> _RECORDS SUPPLIED_
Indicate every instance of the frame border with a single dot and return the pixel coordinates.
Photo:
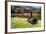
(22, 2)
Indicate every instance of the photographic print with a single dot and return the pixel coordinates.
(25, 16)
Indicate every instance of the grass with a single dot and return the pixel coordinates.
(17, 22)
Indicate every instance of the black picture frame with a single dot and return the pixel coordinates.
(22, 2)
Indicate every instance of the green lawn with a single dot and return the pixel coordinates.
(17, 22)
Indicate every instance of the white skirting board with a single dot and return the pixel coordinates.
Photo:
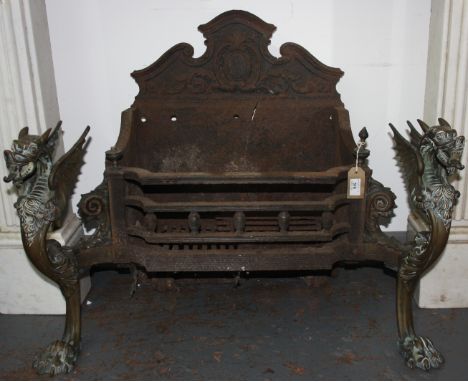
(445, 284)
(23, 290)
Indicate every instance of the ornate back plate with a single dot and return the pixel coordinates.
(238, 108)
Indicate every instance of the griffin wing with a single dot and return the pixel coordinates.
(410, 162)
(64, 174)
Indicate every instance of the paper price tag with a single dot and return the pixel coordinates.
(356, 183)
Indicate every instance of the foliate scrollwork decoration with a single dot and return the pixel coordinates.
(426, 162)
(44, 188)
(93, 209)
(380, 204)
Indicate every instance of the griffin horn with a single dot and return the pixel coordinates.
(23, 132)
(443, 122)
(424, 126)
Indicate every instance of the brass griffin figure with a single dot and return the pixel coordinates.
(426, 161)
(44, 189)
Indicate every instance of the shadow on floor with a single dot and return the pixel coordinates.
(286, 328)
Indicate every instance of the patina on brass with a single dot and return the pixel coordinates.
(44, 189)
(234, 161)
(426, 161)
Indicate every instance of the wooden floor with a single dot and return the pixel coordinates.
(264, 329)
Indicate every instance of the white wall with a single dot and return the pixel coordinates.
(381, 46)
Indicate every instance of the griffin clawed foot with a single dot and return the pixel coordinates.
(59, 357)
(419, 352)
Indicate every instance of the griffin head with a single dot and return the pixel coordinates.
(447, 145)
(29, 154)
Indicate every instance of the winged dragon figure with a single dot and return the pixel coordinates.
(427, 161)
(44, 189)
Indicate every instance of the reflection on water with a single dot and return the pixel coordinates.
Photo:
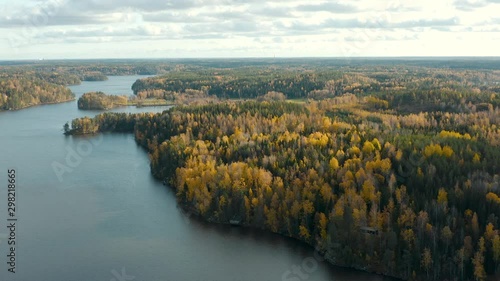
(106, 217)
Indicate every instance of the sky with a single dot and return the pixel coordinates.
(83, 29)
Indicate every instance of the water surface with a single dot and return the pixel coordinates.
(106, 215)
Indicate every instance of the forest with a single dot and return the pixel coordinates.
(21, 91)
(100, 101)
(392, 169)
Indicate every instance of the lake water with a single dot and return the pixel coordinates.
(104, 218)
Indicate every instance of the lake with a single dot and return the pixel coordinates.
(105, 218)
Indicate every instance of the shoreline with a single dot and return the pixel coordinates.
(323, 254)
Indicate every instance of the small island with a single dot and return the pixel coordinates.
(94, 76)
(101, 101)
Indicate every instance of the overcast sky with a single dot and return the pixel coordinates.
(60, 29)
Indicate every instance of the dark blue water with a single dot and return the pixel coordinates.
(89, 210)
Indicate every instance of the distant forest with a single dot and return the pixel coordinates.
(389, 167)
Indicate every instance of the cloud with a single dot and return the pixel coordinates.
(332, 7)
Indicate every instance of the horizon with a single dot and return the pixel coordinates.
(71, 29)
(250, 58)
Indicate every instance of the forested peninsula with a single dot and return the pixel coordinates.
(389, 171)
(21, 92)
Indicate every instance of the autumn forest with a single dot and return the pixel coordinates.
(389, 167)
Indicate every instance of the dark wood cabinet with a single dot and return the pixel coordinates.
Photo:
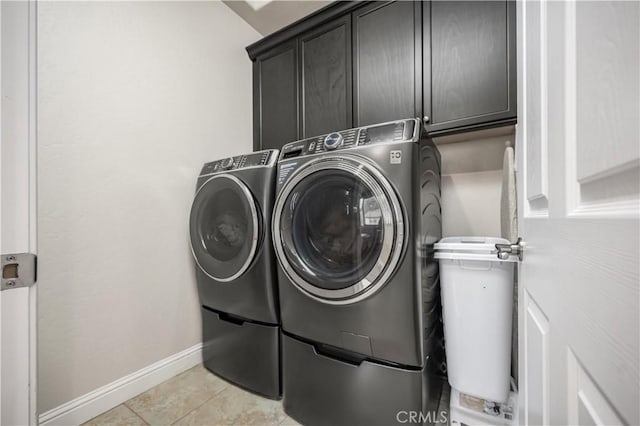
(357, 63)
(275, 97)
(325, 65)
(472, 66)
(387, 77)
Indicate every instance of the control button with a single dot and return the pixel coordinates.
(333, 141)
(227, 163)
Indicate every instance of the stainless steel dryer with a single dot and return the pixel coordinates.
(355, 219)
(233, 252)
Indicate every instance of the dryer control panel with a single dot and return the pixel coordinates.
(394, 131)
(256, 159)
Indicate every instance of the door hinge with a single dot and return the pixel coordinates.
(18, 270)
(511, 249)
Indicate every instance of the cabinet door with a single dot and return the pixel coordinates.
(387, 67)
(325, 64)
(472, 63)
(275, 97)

> _EXERCISE DIRECTIONS_
In the copy, each entry above must match exactly, and no picture may be carried over.

> _TASK RESPONSE_
Indicate every instance of the frame border with a single dot and return the pixel coordinates.
Photo:
(22, 2)
Indicate every instance of the photographic print with a single dot and return the pixel coordinates.
(25, 16)
Indicate every instance of the grass with a single dot and return the pixel coordinates.
(17, 22)
Indicate every instance of the black picture frame with a single dot and return the pixel coordinates.
(22, 2)
Indicate every instance of the green lawn with a single dot and return the pixel coordinates.
(17, 22)
Indicate every instance of the white skirting board with a single dot and return the pixel coordinates.
Photo:
(445, 284)
(23, 290)
Indicate every instance of the ornate back plate with a single dot and return the pixel coordinates.
(238, 108)
Indicate every instance of the griffin wing with a single dot and return the pixel coordinates.
(410, 162)
(64, 174)
Indicate every instance of the paper price tag with a single dot and return the pixel coordinates.
(356, 183)
Indicate every instance of the foliate scrollwork decoration with a single dot and return the pixel coordinates.
(426, 162)
(44, 188)
(93, 209)
(380, 204)
Indicate every instance of the griffin horn with a single dot and return the pixel coordinates.
(23, 132)
(443, 122)
(424, 126)
Indicate every instance of the brass griffin figure with a single dot and return the pixel coordinates.
(426, 161)
(44, 189)
Indicate every instance of the shadow on floor with a single dot and return the pixel coordinates.
(286, 328)
Indicate every instance of the patina on brass with a single dot and return the pixel coordinates.
(44, 189)
(234, 161)
(426, 161)
Indicate every instance of the wooden floor with a single dot and return the pixel coordinates.
(264, 329)
Indicate every instance of the white wall with a single dot and return the pixel coordinates.
(381, 46)
Indicate every instance of the griffin clawed foot with a single dot and return the pixel coordinates.
(59, 357)
(419, 352)
Indicate every instance of the griffin head with a single dot and return the pixel coordinates.
(447, 145)
(29, 154)
Indicate every instance of the winged dragon figure with a single dot and return the pixel coordinates.
(427, 161)
(44, 189)
Indicate every instance of the reflection on water with a single dot and return the pixel coordinates.
Photo:
(106, 217)
Indicate every instance of the sky with a single dot and return the pixel coordinates.
(83, 29)
Indicate every instance of the water surface with a single dot and return the pixel coordinates.
(106, 215)
Indicate every instance of the forest with a single dot and return the pixel coordinates.
(21, 91)
(100, 101)
(392, 169)
Indicate every instance of the lake water with a single dot and return the pixel coordinates.
(104, 218)
Indicate every instance of the lake with a single dot and return the pixel coordinates.
(105, 218)
Indicate every instance of the shoreline with a single dot and return the pixel coordinates.
(323, 254)
Indicate every instance of the small island with a single dot and return the pixel coordinates.
(94, 76)
(101, 101)
Indicate every instance of the overcast sky with a single dot and return the pixel coordinates.
(60, 29)
Indicate every instance of the dark blue water with a single dot and return the pixel coordinates.
(89, 210)
Indicate every instance of the distant forest with a single dot and return the pixel coordinates.
(389, 167)
Indicate every instance of the cloud with a single dot and return the pixel coordinates.
(332, 7)
Indicate every instance of the horizon with a single dot and return the pixel coordinates.
(71, 29)
(250, 58)
Indicate every instance of the forested peninsula with a single dot and return the pixel coordinates.
(389, 171)
(21, 92)
Indicate every instance of the autumn forest with a single dot and return the pixel coordinates.
(389, 167)
Indicate every instance of the dark wood cabinet with a single dot and return the pixel coordinates.
Photo:
(357, 63)
(275, 97)
(325, 65)
(472, 66)
(387, 77)
Indicate every instance of the control button with a single dot and return the pixel coordinates.
(333, 141)
(227, 163)
Indicate every instance of the stainless steel dryer with a single dot and return the pixel coordinates.
(355, 219)
(233, 252)
Indicate every instance of the dryer control panel with a single dot and return the pixel coordinates.
(394, 131)
(256, 159)
Indicate every instance of the door hinge with a single dot and return the pixel coordinates.
(18, 270)
(511, 249)
Indicate every instance of the cabinet door with a single dot and return the pixel coordinates.
(387, 67)
(325, 64)
(472, 63)
(275, 97)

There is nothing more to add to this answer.